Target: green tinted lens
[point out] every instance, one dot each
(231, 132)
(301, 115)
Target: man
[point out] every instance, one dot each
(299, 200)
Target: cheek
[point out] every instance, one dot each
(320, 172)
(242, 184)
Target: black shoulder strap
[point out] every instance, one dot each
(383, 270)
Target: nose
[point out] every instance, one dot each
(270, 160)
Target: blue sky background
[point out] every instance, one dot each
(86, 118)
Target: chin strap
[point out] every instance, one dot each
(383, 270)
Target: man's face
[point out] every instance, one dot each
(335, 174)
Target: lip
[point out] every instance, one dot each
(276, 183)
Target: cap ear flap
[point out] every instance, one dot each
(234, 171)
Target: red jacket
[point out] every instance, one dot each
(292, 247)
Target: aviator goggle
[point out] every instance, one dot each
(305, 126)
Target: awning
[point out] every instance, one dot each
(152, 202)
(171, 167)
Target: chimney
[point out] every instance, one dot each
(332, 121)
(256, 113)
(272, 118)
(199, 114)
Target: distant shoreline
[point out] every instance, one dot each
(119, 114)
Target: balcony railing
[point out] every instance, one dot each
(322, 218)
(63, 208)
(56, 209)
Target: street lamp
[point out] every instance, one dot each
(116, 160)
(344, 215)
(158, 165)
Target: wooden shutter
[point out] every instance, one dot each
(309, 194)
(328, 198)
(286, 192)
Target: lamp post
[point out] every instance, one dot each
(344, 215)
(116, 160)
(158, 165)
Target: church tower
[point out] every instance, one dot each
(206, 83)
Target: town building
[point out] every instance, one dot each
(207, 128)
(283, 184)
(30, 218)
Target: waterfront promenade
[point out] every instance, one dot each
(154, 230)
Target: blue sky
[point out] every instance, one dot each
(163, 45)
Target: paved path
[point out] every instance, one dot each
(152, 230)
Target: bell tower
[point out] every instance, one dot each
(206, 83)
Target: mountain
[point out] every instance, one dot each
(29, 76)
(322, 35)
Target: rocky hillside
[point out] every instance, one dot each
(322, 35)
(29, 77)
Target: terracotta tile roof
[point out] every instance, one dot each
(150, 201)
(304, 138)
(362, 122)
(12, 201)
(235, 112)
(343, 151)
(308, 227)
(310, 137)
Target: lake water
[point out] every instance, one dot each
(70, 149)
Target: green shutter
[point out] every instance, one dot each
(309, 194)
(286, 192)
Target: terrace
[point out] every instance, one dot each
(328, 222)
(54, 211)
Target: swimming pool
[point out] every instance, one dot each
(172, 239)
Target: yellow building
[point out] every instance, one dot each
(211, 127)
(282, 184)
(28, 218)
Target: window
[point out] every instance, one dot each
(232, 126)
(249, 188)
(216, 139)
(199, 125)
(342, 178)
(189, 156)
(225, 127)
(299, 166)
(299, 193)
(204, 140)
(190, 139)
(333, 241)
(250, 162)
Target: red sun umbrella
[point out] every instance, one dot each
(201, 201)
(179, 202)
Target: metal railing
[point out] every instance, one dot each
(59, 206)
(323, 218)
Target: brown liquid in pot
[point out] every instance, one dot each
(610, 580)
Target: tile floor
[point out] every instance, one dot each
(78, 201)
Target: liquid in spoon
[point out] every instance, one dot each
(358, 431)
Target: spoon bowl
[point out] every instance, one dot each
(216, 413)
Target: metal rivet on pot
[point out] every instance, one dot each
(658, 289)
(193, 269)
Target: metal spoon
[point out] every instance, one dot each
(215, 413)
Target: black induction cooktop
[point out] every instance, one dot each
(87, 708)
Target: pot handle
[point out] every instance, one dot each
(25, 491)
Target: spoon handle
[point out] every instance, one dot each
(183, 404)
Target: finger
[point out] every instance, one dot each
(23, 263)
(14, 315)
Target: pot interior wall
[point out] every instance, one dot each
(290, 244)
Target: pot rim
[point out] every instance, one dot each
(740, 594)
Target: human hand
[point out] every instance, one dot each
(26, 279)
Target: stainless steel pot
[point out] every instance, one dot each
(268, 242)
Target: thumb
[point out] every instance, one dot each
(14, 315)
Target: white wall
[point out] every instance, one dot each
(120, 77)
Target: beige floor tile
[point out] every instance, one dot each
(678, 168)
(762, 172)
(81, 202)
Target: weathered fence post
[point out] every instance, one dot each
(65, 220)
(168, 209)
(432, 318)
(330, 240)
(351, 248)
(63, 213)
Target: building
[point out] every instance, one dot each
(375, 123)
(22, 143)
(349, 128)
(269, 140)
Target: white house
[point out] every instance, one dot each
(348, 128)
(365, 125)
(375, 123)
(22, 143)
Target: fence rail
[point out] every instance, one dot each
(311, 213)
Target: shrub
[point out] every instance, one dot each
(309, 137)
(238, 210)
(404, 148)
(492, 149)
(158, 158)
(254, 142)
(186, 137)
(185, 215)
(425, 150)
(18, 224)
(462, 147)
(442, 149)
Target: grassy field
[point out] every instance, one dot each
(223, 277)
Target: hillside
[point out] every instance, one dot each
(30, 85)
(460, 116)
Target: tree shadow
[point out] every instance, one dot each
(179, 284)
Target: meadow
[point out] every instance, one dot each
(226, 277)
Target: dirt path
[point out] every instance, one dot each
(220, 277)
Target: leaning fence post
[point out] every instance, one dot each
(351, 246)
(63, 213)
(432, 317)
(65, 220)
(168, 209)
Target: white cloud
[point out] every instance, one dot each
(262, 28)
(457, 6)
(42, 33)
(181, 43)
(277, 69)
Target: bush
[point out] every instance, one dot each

• Exercise requirements: Write out every line of the listing again, from the line with "Target: hillside" through the final line, and add -114 to each coordinate in the answers.

• Output:
Target: hillside
[point out] every instance, one dot each
(-84, -29)
(346, 2)
Target: tree shadow
[point out] every instance, one dot each
(65, 170)
Target: meadow
[point out] every instance, one dot each
(112, 163)
Target: dirt path
[point out] every instance, one dot each
(106, 163)
Target: leaning fence post
[point out] every instance, one dot each
(237, 132)
(-51, 99)
(318, 203)
(-49, 106)
(54, 95)
Target: white cloud
[point out] every instance, one dot each
(148, -86)
(343, -108)
(-72, -81)
(67, -71)
(163, -45)
Target: bush
[point out] every instance, one dot each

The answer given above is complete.